A friend saw a photo of me from 8 years ago, and she complimented me on how the person I am now seems to be so much more assured and beautiful from within and without. The comment surprised me, because that was a time in my life were it all clicked.
I used to think that growing up was about solidifying who we are. Adding wisdom. Adding experiences to a person that was constant. I now believe that life and identity occur in cycles. That photo came from a time of mastery. I felt like I belonged—everywhere. I felt at the center of all the parts of my life. I had the best collaborator in my research. I had friends and plans and had a clear purpose with my kids.
Eight years later, I find myself moving through a new cycle. We build until that form no longer fits. Much like a crab that has molted its hard exterior, we shed our skin and build anew. Over and over again. We build new versions of ourselves as we change and life changes around us.
Research on life cycles abounds. Astrologists view life cycles as as seven year patterns; numerologists have nine year patterns. Others focus on the framework of a life cycle. Molly Mahar offers a four part cycles of life that I find helpful. The parts are unrest, destruction, growth, mastery.
======
> [Work instructions]
1 - Translate this sentence from the essay on life cycles into Spanish: "I now believe that life and identity occur in cycles."
2 - Rewrite the stretch from "I used to think" through "changes around us." in the essay on life cycles, swapping "crab" for "lobster".

> [Image point grounding data]
======
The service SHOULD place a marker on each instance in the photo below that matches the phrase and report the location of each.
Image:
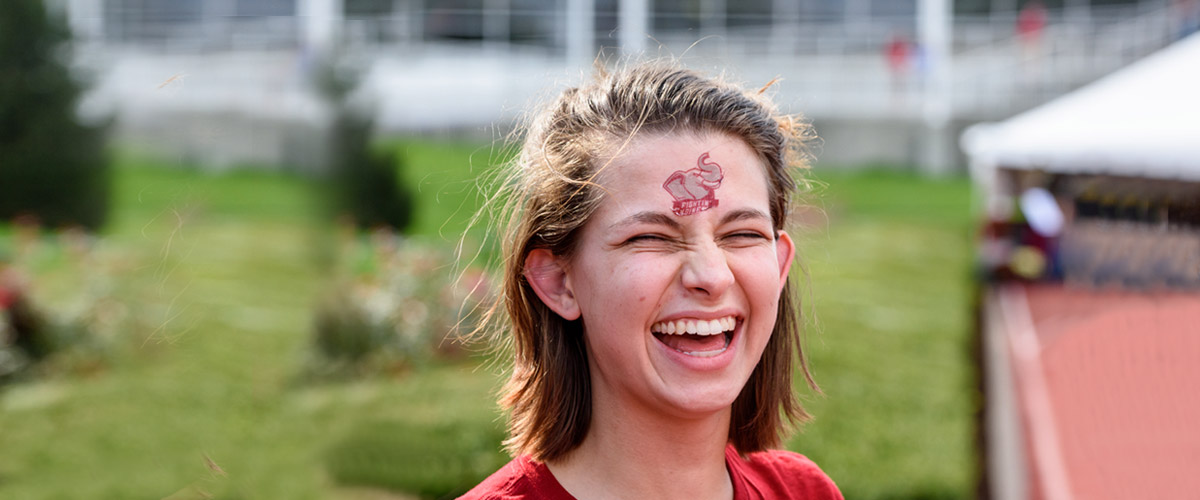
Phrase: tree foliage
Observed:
(52, 166)
(366, 181)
======
> [Response list]
1 - Ahora creo que la vida y la identidad ocurren en ciclos.

2 -
I used to think that growing up was about solidifying who we are. Adding wisdom. Adding experiences to a person that was constant. I now believe that life and identity occur in cycles. That photo came from a time of mastery. I felt like I belonged—everywhere. I felt at the center of all the parts of my life. I had the best collaborator in my research. I had friends and plans and had a clear purpose with my kids.
Eight years later, I find myself moving through a new cycle. We build until that form no longer fits. Much like a lobster that has molted its hard exterior, we shed our skin and build anew. Over and over again. We build new versions of ourselves as we change and life changes around us.